### [Short problem A]
In the column on how the Bible's authors taught, what does the chronicler's theology say the 50-year exile was?

April 6, 2018 at 1:53 p.m.
WORD OF FAITH
How Bible's authors taught
'By grace you have been saved through faith, and this is not your own doing; it is the gift of God - not the result of works, so that no one may boast. For we are what He has made us...' - Ephesians 2:8-10
If composed today, our sacred writings would appear on the editorial page of our daily papers, not the news page. Their authors presumed their readers already were familiar with the news. Their goal was to present them with the meaning of that news.
That's one of the reasons our Bible is so thick: Our sacred authors couldn't agree on just one interpretation of news. They presented multiple theologies, multiple ways of understanding God working in our lives. If Scripture was written with the same frame of mind which triggered most of our catechisms, it would consist of just a handful of Xeroxed pages, all giving us the same theology in perfect, reasoned order.
Because the Bible's original readers thought semitically, they were much more comfortable with differing (and at times contradictory) theologies than we Greek-thinking modern readers are. We constantly keep looking for either/or answers to our questions; while our ancestors in the faith were not only content with both/and responses; they actually wanted them.
Multi-explanations
Always interested in exploring the "other hand," they presumed no one - not even a divinely-inspired one - could perfectly squeeze the complete meaning of God and God's actions in our lives into just one editorial.
Many sixth-century-BC Jews, for instance, would have looked at their disastrous Babylonian exile as being simply an example of, "That's the way the ball bounces." But in Sunday's II Chronicles (16:14-16, 19-23) reading, our sacred author gives a different editorial opinion of what caused that disaster: The people of Judah had "mocked the messengers of God, despised His warnings and scoffed at His prophets, until the anger of Yahweh against His people was so inflamed that there was no remedy."
According to the chronicler's theology, the 50-year exile wasn't just an historical accident; nor was it due to purely political circumstances. It was Yahweh's punishment for the Chosen Peoples' sins.

### [Short problem B]
Find every line of the rows below that contains the string "blue"; case counts.

### [Records for the exercise]
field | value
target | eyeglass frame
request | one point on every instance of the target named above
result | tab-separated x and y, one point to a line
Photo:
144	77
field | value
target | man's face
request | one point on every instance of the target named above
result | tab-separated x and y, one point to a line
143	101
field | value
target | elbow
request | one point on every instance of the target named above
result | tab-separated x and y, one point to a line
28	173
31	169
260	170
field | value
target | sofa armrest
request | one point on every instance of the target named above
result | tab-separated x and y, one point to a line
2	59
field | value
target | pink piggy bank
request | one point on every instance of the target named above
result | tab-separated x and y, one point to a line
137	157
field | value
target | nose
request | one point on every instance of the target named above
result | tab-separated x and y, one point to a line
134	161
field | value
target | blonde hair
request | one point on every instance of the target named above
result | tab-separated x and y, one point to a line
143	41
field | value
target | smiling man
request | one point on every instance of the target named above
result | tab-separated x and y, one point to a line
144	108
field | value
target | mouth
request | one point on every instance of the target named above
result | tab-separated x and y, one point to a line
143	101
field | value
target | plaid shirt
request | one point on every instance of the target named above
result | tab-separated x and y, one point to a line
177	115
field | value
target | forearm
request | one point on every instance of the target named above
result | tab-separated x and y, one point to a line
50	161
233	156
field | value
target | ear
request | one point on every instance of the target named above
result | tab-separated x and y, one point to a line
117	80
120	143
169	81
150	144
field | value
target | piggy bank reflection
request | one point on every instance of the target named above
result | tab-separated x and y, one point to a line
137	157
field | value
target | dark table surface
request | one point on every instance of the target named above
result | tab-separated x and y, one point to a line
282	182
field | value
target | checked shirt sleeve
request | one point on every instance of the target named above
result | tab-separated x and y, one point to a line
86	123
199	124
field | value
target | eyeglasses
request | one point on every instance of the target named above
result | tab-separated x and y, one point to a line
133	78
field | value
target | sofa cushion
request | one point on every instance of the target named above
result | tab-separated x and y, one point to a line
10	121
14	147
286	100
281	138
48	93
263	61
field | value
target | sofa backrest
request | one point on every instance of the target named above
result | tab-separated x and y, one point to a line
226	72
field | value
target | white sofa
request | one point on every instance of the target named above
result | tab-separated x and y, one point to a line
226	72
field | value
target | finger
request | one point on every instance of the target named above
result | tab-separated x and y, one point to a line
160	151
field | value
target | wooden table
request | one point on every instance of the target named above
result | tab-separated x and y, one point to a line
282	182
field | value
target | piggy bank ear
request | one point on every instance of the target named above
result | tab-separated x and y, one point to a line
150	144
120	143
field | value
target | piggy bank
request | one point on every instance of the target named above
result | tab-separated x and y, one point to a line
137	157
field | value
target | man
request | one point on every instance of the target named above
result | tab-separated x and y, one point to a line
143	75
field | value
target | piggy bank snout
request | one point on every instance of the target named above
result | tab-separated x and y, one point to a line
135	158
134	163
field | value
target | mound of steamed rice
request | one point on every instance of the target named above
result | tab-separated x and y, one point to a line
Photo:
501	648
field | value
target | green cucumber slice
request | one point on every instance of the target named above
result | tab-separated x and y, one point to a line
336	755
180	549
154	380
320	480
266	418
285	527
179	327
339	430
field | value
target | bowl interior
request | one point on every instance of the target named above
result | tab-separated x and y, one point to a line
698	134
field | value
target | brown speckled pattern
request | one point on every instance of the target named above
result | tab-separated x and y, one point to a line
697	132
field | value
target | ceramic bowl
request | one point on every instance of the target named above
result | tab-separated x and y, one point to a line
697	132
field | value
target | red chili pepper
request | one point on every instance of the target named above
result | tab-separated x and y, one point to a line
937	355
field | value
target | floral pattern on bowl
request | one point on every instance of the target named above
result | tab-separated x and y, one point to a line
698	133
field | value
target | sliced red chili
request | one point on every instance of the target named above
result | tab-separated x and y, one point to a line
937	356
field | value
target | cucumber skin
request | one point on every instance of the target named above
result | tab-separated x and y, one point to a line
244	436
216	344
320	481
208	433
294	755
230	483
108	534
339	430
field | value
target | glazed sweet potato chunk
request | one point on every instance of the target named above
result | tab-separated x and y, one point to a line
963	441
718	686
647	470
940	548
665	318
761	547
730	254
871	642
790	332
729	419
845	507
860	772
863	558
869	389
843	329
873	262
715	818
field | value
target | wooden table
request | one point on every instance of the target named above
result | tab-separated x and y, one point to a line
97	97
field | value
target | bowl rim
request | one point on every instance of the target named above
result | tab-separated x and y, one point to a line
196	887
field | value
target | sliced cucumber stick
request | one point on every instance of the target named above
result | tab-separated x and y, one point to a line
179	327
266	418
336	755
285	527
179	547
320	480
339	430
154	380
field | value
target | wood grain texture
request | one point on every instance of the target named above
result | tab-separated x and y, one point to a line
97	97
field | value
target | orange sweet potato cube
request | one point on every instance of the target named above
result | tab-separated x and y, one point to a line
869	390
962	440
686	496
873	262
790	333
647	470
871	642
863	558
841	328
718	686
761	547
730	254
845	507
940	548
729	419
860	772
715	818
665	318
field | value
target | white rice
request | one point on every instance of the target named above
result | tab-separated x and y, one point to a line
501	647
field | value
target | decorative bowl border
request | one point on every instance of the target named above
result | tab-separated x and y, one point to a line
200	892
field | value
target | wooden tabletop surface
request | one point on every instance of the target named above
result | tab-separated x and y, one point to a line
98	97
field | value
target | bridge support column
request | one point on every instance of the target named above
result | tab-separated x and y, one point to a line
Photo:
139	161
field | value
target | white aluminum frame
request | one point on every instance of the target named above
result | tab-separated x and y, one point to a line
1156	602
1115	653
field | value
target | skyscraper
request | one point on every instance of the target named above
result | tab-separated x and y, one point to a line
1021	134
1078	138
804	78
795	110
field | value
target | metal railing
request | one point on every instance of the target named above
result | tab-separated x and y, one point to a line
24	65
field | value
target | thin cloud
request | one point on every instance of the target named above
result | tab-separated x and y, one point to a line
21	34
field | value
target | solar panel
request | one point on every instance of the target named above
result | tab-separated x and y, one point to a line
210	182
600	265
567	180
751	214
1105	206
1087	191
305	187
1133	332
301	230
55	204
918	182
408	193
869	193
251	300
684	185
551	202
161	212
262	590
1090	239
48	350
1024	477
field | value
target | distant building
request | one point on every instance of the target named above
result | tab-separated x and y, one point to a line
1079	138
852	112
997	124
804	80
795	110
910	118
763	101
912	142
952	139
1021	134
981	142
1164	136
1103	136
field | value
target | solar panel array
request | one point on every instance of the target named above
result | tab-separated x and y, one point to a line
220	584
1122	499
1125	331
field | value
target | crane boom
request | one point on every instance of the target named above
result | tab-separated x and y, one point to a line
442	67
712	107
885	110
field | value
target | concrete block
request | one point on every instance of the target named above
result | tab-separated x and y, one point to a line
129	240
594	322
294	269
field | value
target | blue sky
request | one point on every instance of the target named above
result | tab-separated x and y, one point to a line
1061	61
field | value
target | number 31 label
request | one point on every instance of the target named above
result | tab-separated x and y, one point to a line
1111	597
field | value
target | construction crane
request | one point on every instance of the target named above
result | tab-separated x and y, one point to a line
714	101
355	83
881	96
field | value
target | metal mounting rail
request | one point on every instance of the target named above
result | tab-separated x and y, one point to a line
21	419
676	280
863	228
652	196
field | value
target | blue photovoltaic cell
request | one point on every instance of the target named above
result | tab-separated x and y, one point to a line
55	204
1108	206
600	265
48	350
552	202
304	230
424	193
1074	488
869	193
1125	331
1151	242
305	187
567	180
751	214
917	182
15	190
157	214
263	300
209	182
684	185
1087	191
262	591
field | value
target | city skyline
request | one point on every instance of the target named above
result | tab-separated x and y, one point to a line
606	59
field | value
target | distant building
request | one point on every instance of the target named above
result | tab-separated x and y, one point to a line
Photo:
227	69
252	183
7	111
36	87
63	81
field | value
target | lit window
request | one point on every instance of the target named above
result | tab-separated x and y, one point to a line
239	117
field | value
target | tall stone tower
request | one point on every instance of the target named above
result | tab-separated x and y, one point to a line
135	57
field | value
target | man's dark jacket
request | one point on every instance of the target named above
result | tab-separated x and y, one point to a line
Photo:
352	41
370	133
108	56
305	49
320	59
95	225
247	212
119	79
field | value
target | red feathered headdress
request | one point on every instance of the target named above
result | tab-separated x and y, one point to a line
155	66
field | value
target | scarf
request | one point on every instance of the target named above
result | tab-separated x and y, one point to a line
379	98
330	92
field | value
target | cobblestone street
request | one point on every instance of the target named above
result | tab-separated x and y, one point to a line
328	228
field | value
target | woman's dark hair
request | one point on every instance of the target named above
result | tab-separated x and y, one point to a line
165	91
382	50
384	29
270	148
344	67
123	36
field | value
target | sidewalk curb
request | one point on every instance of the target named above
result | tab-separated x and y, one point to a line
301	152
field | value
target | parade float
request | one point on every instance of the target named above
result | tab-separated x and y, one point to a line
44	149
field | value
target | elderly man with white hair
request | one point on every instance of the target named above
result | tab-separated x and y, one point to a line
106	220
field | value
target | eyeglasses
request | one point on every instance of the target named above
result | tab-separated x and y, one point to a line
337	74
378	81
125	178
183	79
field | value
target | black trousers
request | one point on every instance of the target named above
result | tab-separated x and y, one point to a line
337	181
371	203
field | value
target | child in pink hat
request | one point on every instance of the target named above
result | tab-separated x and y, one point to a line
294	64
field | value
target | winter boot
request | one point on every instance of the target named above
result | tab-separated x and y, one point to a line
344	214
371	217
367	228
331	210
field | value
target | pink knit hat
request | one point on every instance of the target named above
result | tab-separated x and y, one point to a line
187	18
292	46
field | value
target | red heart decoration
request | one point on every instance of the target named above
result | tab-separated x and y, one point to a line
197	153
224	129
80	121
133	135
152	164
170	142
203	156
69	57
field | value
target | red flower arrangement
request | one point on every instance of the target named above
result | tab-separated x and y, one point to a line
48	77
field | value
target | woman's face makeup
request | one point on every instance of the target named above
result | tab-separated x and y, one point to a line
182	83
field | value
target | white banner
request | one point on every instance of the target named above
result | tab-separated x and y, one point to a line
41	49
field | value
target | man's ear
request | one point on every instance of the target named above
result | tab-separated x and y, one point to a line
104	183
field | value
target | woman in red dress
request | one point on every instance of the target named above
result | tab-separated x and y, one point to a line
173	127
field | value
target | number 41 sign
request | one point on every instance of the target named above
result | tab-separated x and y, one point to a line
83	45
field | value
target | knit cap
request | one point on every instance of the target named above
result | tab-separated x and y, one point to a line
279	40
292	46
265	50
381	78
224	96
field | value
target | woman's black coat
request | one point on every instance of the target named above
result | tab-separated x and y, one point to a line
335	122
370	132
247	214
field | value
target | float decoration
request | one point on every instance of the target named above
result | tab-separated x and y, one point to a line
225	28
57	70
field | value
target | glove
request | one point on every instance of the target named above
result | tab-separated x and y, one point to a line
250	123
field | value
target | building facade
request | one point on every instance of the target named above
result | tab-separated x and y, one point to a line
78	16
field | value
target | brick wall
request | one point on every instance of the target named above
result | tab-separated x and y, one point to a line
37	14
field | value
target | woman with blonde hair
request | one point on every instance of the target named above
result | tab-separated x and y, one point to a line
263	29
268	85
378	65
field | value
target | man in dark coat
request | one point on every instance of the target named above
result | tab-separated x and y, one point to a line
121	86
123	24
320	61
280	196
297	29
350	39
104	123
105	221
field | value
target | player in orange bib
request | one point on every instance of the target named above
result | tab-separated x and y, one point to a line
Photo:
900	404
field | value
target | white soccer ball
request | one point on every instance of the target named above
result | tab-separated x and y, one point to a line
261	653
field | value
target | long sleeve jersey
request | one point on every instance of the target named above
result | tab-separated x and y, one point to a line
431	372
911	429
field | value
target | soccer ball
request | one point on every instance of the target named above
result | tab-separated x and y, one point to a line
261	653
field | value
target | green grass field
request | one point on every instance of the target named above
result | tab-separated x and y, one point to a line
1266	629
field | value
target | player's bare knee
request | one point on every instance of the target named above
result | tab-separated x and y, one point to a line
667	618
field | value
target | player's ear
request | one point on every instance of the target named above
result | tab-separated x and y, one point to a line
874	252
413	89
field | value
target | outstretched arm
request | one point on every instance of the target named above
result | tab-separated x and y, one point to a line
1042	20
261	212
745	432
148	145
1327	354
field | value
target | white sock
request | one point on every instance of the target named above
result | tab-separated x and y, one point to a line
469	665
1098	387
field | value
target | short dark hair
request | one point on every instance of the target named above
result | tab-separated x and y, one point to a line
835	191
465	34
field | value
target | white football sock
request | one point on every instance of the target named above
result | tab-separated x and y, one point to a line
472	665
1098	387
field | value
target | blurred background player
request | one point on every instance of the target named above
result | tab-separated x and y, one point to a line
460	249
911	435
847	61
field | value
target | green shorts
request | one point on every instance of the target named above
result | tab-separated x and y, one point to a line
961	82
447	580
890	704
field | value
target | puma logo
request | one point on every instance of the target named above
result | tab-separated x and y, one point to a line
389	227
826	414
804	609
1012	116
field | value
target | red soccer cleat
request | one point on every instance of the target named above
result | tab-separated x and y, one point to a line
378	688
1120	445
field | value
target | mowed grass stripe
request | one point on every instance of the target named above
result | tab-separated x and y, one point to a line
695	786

### [Task result A]
It was Yahweh's punishment for the Chosen Peoples' sins.

### [Task result B]
target | blue sky
target | blue photovoltaic cell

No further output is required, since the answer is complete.